Problem to solve: Collect every line below that contains the word "camera", and copy each of those lines in full.

Exercise inputs:

** Begin **

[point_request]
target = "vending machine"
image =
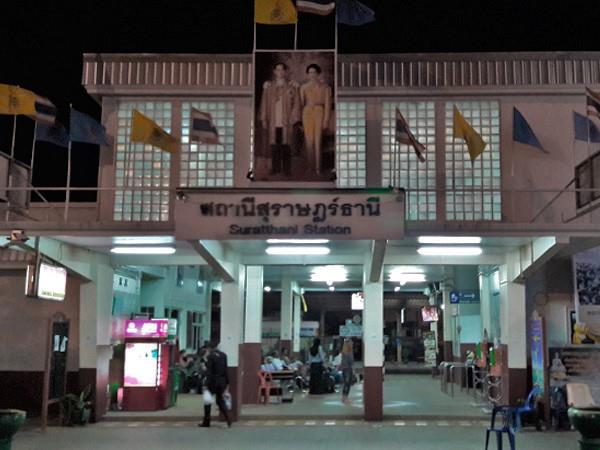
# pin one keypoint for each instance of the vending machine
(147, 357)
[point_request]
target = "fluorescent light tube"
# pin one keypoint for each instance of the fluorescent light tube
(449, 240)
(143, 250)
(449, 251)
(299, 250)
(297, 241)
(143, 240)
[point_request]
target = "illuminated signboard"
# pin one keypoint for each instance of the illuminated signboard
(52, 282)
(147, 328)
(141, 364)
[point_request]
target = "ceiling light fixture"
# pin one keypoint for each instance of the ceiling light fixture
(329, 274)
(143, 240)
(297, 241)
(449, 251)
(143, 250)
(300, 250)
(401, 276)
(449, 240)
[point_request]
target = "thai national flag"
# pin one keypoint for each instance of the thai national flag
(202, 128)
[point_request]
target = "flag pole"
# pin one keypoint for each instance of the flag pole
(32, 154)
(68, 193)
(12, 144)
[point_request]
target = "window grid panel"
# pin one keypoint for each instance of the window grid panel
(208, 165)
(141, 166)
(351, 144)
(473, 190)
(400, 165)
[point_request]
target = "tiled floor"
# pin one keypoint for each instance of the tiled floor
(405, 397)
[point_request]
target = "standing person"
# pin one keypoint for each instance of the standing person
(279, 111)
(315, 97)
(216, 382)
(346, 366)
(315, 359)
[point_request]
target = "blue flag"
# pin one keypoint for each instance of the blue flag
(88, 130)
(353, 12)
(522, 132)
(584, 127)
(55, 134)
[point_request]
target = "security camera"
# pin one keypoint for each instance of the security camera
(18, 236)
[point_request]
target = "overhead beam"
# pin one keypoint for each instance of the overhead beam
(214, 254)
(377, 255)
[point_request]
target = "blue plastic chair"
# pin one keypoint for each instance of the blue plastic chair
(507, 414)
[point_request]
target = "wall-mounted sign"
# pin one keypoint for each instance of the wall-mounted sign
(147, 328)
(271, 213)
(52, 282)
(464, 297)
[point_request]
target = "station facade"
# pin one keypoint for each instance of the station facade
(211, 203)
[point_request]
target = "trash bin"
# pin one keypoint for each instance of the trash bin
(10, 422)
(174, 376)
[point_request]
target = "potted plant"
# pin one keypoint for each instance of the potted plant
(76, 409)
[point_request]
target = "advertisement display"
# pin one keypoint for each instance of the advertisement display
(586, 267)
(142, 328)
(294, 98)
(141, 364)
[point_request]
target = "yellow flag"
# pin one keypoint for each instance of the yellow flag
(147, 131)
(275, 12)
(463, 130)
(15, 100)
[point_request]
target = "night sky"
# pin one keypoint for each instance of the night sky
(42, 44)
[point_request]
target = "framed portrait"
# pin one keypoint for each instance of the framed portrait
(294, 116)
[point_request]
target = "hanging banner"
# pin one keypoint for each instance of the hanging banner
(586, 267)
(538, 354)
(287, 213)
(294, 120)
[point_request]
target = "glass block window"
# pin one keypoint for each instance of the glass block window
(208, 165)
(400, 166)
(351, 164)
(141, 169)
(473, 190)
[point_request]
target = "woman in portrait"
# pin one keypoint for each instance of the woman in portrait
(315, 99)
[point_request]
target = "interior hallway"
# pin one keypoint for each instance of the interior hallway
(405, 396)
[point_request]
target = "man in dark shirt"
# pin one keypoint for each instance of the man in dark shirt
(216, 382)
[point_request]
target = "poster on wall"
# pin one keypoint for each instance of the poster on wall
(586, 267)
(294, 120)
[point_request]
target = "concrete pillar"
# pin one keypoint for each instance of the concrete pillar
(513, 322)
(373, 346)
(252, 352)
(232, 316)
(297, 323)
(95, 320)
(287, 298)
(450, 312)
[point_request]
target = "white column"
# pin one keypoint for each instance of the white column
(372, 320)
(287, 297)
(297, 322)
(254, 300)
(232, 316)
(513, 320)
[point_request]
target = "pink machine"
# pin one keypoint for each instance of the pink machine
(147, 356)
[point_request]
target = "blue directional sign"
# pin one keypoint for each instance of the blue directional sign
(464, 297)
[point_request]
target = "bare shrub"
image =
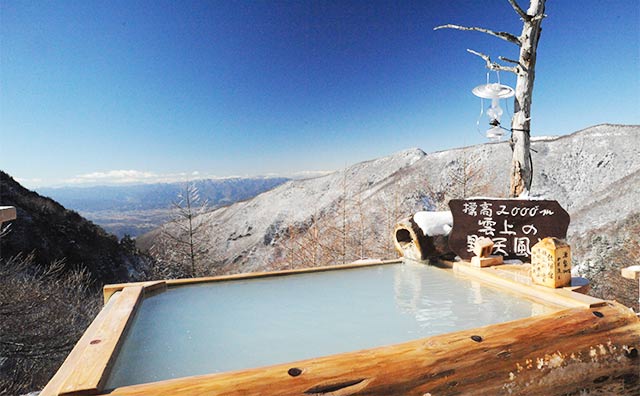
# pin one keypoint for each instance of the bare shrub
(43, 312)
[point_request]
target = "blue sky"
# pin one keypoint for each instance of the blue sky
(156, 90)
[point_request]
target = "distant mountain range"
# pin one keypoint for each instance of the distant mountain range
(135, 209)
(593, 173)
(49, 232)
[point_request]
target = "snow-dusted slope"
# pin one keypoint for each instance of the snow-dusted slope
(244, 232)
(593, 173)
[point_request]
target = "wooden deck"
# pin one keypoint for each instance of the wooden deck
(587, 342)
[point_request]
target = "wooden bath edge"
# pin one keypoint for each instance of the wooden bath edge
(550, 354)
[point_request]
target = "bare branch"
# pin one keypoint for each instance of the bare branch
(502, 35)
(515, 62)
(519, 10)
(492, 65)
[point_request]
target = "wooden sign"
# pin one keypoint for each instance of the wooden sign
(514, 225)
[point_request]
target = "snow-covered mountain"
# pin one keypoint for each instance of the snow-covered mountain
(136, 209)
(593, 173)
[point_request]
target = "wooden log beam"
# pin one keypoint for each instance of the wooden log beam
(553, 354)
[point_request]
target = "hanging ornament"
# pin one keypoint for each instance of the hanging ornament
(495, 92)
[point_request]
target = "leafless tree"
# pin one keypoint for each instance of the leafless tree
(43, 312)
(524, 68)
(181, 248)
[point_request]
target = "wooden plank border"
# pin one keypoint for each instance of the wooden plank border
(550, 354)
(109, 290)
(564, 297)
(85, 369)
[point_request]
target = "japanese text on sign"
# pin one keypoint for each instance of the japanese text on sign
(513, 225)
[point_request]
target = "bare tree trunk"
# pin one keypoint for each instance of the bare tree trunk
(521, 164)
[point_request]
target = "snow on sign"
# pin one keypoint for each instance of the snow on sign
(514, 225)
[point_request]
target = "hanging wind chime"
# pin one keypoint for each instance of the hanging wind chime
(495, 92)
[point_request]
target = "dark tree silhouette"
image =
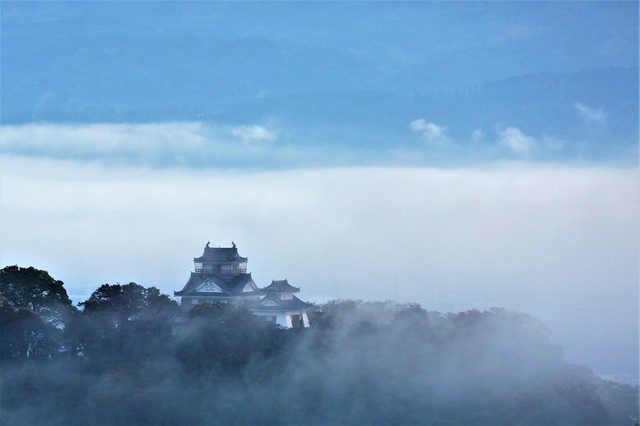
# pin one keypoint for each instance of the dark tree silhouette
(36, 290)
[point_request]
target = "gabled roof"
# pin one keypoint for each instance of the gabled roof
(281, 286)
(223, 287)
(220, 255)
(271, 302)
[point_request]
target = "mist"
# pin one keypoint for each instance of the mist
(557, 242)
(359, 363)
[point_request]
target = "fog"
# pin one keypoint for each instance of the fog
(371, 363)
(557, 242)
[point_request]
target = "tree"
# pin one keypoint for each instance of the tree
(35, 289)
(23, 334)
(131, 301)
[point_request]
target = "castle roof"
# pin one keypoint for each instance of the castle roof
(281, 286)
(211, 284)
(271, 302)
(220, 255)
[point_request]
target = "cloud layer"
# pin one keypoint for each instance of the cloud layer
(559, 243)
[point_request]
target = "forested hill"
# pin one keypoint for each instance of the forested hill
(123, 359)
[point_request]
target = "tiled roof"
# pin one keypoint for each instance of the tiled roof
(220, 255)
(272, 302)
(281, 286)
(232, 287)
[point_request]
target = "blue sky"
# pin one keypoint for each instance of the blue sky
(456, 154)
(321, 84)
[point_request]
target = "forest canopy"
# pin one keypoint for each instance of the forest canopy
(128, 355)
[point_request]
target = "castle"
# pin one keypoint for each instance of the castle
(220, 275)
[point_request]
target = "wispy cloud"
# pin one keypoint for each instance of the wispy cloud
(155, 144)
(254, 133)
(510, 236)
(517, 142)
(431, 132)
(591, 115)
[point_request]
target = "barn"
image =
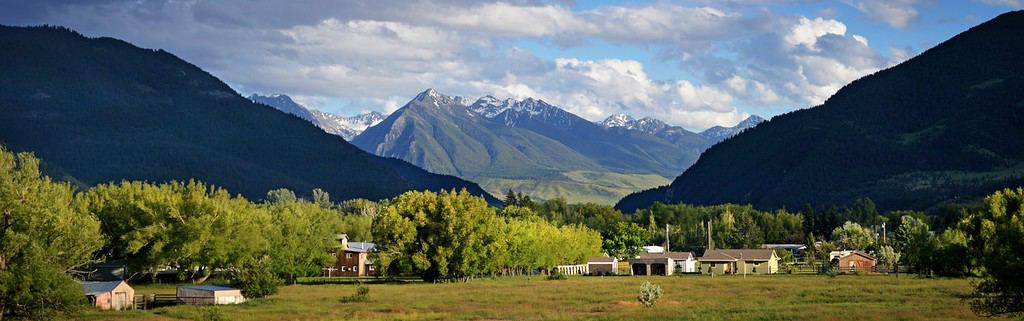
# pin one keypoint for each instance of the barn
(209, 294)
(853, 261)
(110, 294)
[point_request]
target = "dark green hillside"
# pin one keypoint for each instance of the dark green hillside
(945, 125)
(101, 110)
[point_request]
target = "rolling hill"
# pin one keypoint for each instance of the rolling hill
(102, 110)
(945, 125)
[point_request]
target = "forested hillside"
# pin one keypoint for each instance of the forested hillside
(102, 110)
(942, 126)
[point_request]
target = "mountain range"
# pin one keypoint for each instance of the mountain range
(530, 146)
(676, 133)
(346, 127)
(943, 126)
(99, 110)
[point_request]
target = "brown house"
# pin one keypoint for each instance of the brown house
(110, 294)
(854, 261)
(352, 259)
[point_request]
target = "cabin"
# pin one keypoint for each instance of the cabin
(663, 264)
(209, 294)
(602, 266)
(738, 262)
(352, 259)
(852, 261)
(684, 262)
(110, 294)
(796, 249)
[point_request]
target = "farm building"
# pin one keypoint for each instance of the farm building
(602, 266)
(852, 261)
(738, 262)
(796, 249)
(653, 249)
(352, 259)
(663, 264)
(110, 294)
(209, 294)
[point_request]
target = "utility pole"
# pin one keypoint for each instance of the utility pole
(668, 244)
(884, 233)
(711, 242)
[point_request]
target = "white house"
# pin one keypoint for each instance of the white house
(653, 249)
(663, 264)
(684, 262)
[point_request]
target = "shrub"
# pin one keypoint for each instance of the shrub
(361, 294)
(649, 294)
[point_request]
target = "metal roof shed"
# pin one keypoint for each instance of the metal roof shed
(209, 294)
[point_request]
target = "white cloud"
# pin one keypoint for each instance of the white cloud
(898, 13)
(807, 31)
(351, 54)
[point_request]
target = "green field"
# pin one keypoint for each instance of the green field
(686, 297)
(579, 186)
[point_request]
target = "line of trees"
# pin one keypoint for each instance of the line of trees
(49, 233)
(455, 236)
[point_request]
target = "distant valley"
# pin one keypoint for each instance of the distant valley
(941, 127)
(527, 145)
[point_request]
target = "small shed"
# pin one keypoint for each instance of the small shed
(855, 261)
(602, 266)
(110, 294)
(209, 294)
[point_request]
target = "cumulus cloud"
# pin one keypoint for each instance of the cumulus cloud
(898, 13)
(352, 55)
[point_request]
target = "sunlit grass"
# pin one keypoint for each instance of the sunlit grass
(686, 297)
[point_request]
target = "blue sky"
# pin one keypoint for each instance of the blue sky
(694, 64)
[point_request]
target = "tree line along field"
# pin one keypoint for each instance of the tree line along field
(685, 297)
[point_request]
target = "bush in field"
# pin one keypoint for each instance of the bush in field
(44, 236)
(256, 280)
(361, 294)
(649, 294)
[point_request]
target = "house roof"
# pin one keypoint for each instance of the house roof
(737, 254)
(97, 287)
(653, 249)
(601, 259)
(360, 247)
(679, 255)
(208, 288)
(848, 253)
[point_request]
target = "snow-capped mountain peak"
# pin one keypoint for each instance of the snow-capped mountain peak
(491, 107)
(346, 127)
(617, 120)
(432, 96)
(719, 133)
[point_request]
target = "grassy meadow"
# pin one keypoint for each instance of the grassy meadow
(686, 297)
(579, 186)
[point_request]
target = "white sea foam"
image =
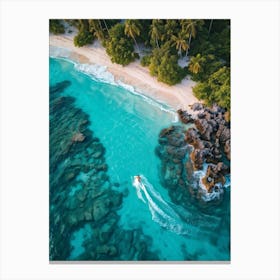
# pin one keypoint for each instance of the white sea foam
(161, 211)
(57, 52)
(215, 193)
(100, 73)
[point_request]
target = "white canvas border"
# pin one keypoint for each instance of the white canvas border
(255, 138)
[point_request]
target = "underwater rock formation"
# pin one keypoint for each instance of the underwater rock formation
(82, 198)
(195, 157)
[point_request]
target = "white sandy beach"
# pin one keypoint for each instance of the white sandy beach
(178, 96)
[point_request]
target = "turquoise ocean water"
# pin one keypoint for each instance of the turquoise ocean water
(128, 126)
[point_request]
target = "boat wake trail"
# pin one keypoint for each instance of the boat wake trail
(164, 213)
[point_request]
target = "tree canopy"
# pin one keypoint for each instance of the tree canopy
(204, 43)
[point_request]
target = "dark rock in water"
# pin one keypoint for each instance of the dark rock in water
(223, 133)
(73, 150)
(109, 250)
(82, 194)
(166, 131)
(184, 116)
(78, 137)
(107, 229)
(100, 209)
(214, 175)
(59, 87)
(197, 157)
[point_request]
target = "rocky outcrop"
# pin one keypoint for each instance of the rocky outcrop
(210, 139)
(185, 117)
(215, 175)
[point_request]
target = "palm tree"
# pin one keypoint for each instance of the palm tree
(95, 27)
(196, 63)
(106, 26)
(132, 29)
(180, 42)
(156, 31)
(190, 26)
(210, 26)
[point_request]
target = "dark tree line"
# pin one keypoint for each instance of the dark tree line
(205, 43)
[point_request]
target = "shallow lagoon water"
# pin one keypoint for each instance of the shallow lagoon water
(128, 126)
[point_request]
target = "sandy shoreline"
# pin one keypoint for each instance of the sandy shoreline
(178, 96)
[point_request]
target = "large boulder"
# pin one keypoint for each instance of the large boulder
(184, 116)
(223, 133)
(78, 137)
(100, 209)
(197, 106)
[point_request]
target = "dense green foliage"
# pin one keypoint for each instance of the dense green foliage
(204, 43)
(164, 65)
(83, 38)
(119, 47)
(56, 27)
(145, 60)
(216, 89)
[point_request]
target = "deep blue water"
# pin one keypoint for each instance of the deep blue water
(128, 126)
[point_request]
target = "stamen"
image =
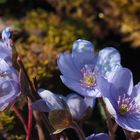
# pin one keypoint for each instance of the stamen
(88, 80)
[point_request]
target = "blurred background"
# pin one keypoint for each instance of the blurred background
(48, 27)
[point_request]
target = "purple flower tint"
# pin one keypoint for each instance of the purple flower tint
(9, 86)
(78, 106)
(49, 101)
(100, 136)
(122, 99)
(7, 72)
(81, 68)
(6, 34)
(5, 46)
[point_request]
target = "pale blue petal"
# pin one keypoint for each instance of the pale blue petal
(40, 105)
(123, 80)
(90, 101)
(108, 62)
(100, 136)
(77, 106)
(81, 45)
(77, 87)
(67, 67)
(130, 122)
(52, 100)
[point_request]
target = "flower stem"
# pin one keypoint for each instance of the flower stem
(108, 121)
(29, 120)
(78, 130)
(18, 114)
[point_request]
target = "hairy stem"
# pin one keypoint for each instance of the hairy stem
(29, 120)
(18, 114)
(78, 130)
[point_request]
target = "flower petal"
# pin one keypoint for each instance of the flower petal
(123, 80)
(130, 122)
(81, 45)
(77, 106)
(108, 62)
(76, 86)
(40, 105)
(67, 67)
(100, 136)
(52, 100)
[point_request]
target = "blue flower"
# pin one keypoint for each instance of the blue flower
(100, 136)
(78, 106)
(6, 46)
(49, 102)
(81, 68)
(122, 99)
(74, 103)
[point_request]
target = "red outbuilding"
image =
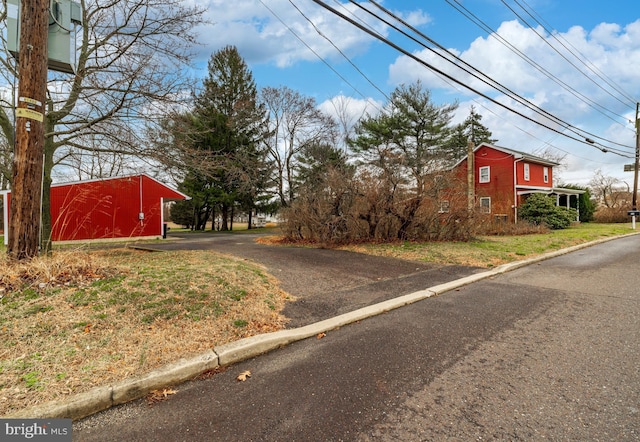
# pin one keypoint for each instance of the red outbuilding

** End **

Full answer:
target = "security camera"
# pin one keypoint for each instance of the security camera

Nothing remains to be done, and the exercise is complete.